- [PROBLEM REQUIREMENTS]:
Please count the lines in the items below that contain the string "throw", and give only that number.

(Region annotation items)
****************

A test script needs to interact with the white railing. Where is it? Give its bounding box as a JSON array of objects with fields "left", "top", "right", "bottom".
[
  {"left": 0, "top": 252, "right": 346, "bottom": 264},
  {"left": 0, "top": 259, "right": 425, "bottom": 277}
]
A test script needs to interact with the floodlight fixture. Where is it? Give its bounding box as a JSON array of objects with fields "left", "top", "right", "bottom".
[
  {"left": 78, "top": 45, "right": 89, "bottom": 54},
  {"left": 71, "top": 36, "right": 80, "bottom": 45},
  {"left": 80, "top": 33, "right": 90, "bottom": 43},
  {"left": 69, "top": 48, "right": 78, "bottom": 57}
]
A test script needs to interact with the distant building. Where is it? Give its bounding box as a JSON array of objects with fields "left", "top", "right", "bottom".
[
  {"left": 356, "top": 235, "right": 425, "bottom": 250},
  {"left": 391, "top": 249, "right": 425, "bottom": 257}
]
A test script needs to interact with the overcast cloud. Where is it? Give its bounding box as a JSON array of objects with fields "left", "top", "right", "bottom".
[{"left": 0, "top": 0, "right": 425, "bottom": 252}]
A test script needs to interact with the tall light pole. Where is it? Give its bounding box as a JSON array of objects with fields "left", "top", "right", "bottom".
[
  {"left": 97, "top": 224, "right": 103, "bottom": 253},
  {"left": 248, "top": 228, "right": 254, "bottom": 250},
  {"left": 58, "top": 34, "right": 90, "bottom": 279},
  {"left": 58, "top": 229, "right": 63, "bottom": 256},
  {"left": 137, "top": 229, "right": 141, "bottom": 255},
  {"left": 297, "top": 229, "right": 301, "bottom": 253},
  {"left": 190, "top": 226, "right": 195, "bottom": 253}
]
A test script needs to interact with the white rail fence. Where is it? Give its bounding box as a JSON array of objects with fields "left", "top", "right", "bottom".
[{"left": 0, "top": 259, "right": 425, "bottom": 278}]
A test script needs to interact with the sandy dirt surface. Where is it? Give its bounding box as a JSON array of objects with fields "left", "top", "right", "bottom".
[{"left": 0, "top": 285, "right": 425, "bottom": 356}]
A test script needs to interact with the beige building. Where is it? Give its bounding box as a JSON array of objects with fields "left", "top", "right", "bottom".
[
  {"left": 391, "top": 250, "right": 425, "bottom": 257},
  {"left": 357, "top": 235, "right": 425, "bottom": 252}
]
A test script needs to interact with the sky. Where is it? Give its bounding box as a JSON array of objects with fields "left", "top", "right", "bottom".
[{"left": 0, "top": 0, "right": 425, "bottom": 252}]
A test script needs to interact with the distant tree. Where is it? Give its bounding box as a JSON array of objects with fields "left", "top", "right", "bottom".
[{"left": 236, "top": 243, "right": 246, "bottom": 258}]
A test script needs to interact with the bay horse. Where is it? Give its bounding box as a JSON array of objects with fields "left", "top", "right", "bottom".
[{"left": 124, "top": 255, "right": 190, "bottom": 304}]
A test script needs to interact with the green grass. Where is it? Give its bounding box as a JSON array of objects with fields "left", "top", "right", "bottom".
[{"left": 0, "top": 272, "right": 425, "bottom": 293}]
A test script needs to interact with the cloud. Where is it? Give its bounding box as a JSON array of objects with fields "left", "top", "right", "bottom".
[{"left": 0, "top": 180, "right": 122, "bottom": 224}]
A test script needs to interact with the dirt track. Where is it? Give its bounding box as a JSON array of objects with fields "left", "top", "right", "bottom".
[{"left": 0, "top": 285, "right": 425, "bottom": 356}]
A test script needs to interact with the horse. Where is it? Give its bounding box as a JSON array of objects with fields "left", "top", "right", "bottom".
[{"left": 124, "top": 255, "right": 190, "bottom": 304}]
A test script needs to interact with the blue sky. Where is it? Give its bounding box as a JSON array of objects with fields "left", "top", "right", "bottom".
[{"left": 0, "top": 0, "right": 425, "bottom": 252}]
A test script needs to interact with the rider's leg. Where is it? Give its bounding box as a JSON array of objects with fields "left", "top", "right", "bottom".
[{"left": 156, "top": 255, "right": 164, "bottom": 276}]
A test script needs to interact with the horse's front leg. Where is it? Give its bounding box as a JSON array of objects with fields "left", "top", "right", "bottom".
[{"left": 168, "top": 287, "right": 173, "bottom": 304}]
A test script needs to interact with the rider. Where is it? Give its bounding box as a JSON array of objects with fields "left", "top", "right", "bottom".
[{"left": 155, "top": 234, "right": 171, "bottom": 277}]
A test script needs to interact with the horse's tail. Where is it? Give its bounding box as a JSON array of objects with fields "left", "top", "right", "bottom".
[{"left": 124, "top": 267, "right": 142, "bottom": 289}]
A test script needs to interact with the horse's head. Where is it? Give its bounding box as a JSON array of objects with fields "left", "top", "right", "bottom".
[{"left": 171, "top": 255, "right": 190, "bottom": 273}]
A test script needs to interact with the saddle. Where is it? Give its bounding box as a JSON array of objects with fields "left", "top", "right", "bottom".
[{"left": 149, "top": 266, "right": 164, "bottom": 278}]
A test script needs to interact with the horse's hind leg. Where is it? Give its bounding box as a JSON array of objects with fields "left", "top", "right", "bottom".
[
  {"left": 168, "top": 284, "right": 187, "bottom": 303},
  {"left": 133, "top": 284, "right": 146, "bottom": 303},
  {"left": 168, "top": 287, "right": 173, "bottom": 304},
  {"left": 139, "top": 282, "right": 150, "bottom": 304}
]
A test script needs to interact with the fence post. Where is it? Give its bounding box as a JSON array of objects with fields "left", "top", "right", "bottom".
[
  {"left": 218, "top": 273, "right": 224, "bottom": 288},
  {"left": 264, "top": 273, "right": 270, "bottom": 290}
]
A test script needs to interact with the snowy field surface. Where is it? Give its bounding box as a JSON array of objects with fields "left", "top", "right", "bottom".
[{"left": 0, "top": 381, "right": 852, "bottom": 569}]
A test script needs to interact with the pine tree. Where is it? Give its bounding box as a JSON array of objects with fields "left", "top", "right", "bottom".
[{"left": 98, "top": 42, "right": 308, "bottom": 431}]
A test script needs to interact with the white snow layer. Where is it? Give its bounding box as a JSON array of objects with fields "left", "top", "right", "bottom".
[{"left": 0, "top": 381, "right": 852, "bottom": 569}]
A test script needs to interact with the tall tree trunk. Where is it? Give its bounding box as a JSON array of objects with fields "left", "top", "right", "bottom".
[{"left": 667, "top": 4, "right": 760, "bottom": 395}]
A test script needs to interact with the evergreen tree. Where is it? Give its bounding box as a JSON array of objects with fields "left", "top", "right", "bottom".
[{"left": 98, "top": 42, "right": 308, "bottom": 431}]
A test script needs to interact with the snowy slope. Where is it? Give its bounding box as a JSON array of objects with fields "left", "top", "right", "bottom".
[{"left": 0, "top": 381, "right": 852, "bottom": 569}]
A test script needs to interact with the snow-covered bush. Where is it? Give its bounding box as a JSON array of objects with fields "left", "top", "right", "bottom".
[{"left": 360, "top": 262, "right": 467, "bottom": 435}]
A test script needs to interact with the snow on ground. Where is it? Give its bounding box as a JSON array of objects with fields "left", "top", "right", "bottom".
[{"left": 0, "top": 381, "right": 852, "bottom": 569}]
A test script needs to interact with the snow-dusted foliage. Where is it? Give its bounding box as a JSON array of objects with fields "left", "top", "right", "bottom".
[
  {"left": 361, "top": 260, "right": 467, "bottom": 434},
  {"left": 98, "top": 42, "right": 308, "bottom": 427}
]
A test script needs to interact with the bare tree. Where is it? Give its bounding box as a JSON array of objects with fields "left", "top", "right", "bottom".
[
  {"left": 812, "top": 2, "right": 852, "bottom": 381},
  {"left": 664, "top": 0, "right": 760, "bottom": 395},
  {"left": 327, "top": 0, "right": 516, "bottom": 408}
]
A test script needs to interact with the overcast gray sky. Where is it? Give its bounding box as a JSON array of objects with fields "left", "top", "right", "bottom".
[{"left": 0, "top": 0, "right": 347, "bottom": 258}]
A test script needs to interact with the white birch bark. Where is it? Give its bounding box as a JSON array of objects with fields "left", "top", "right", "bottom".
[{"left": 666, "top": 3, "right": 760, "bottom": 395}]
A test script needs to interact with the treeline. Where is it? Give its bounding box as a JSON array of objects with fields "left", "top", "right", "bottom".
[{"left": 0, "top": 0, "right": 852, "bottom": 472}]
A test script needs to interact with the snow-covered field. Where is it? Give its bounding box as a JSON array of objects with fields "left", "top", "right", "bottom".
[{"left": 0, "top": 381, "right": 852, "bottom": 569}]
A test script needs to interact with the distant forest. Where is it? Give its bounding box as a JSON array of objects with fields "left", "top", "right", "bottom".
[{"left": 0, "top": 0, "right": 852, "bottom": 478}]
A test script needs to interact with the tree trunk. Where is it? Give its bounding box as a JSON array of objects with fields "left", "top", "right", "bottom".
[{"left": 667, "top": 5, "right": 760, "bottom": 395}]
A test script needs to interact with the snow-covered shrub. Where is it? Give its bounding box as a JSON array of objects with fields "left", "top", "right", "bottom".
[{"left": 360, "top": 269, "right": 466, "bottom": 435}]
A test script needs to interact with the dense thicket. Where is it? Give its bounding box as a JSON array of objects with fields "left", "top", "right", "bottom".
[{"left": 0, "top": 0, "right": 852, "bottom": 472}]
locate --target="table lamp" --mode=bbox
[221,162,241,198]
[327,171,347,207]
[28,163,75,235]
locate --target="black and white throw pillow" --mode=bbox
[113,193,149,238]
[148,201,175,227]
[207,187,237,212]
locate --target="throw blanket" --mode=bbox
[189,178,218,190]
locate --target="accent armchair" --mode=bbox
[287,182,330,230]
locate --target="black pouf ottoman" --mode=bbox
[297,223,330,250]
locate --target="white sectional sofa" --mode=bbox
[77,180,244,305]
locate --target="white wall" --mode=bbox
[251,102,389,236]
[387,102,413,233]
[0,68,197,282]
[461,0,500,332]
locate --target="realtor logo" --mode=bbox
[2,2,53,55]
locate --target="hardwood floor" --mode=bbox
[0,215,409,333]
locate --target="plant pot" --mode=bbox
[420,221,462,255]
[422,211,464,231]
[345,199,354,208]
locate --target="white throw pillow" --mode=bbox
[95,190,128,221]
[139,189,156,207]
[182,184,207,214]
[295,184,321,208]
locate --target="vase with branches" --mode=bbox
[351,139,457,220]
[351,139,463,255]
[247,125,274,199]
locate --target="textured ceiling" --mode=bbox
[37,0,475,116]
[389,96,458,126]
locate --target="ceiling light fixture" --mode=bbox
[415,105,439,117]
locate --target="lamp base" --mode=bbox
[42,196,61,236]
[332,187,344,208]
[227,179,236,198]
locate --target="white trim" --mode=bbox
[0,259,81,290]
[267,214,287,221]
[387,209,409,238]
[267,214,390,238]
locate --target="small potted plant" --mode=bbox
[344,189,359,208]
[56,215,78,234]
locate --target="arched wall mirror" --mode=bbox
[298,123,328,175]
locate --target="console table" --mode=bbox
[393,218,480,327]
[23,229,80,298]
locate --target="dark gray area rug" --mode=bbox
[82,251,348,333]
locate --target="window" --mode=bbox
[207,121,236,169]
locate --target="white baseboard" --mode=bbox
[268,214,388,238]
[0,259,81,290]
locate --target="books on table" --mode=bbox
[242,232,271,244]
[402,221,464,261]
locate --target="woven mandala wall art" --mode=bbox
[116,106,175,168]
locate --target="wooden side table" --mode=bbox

****************

- [COMPLETE RESPONSE]:
3